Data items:
_____

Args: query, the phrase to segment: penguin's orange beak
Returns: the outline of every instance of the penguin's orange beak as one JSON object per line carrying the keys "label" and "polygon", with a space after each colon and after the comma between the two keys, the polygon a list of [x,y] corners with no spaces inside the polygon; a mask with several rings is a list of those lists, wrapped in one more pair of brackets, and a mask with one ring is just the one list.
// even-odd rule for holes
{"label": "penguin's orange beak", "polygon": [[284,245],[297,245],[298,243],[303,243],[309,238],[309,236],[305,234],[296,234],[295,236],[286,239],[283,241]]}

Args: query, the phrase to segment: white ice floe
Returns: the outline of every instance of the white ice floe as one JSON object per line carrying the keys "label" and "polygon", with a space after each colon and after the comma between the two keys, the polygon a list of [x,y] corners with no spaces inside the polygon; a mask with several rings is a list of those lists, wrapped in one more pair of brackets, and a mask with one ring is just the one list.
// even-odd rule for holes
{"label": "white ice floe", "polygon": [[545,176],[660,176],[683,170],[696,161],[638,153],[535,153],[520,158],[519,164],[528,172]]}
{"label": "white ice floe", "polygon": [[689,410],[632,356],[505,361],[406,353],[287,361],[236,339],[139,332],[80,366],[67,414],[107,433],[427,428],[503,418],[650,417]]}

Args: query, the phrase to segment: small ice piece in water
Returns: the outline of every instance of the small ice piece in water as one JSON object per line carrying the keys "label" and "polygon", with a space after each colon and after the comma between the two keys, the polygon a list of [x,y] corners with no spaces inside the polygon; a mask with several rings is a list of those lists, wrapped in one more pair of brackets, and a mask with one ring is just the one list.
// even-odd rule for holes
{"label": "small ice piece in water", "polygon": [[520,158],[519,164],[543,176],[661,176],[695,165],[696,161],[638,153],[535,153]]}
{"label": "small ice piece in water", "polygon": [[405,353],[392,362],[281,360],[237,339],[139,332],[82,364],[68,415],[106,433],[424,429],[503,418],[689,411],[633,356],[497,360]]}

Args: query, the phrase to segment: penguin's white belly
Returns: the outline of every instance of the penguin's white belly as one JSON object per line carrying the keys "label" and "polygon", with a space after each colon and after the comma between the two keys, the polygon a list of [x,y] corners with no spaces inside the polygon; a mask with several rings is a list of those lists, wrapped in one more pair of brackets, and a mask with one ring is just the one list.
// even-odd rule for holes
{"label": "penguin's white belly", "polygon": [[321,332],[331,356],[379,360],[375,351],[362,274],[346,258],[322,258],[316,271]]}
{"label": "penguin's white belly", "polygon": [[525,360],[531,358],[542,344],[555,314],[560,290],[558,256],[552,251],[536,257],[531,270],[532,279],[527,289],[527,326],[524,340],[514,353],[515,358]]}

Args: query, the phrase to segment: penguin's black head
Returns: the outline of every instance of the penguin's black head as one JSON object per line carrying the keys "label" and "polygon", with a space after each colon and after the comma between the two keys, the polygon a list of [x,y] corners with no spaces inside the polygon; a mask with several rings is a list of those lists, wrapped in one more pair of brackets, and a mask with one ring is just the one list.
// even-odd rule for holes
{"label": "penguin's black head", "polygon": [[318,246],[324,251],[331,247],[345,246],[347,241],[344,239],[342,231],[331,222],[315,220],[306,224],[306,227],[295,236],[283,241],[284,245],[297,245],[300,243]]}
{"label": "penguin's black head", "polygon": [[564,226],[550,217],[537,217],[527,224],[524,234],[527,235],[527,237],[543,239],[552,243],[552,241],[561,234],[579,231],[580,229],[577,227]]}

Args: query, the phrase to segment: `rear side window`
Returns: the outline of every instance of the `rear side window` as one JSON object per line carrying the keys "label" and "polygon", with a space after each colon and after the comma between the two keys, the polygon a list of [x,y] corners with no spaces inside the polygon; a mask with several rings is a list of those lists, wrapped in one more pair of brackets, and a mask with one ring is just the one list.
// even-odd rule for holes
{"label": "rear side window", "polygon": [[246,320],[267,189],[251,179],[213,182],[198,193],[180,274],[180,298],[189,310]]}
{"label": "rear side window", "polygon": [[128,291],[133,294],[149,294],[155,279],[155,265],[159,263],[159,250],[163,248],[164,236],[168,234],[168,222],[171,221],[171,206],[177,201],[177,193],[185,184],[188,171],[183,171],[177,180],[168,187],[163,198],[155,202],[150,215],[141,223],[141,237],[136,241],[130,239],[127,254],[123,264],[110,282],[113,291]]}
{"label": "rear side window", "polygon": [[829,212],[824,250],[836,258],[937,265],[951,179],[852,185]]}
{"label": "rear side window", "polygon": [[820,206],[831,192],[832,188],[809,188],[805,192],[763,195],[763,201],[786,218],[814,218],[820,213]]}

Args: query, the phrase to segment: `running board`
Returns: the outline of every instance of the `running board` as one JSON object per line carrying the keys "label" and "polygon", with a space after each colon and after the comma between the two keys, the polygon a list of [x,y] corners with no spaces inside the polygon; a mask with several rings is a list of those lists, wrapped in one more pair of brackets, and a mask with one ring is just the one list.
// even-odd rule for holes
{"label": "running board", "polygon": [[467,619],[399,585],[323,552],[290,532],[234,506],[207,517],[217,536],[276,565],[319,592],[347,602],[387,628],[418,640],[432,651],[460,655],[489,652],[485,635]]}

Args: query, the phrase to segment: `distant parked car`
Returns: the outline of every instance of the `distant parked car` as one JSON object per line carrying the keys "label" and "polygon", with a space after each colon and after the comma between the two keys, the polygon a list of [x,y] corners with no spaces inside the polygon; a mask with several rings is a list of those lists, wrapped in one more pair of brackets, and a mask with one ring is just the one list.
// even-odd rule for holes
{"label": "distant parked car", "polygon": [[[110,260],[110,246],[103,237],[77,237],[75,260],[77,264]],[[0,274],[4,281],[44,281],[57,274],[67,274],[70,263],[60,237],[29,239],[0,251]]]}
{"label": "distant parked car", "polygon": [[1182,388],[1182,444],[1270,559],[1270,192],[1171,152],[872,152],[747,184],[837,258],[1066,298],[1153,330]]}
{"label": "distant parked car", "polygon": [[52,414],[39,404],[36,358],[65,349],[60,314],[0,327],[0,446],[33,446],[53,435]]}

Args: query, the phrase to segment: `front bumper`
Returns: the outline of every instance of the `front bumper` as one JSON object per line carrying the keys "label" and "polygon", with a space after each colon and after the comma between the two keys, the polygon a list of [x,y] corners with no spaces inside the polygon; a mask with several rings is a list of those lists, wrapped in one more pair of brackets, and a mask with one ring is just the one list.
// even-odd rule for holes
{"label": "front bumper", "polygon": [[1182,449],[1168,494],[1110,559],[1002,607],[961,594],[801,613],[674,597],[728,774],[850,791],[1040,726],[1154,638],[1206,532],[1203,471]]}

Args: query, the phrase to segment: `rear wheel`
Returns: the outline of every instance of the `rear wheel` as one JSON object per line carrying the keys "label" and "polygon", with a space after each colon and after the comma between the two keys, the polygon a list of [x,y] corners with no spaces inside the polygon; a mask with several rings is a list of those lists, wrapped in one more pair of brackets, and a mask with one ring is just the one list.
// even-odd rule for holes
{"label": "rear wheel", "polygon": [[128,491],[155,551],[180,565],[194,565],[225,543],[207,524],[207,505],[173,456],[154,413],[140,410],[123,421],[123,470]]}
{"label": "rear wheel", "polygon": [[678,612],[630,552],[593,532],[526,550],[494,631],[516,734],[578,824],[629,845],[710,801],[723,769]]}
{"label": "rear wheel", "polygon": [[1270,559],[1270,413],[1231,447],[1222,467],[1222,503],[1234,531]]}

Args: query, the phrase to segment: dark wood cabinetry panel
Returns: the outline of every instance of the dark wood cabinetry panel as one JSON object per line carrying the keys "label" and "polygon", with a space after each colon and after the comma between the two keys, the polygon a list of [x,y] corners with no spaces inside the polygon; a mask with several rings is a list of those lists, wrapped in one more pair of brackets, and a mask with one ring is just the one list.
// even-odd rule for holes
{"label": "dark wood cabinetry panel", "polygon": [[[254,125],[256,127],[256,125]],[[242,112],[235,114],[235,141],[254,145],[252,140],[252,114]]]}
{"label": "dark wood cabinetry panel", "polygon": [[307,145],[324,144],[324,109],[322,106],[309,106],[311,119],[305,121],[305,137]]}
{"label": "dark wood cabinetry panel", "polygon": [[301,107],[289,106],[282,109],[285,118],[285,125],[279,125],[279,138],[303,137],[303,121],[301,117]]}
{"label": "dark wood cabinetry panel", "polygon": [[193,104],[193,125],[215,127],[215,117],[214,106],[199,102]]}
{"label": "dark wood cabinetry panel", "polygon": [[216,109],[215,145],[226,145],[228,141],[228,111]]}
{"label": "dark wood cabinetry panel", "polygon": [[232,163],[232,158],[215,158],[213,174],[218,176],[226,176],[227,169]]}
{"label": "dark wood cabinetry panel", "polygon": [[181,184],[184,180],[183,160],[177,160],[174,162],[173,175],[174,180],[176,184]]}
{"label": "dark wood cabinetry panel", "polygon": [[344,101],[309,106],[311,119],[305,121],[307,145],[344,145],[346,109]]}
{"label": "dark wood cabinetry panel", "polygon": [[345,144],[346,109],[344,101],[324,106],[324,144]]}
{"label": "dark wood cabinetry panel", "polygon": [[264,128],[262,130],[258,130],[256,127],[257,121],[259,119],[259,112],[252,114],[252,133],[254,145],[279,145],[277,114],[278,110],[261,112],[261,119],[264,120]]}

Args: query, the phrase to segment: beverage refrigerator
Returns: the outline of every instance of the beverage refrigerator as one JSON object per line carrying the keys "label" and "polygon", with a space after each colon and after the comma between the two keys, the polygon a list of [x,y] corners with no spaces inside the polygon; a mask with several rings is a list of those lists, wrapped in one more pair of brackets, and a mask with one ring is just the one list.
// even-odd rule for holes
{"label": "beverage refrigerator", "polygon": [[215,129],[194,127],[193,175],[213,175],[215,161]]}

_____

EXERCISE TASK>
Quote only the lines from the line containing "Args: query, the phrase to segment: beverage" through the end of the listing, please, keeping both the first and the last line.

EXERCISE ANSWER>
Args: query, the phrase to segment: beverage refrigerator
Returns: the outline of every instance of the beverage refrigerator as one JSON object per line carrying the keys "label" and "polygon", with a space after each colon and after the comma between the two keys, the polygon a list of [x,y] corners with no spaces inside the polygon; a mask with several rings is a list of those lists, wrapped in one more pair of brackets, and a mask with one ring is just the one list.
// even-odd rule for holes
{"label": "beverage refrigerator", "polygon": [[215,129],[194,127],[193,175],[213,175],[215,161]]}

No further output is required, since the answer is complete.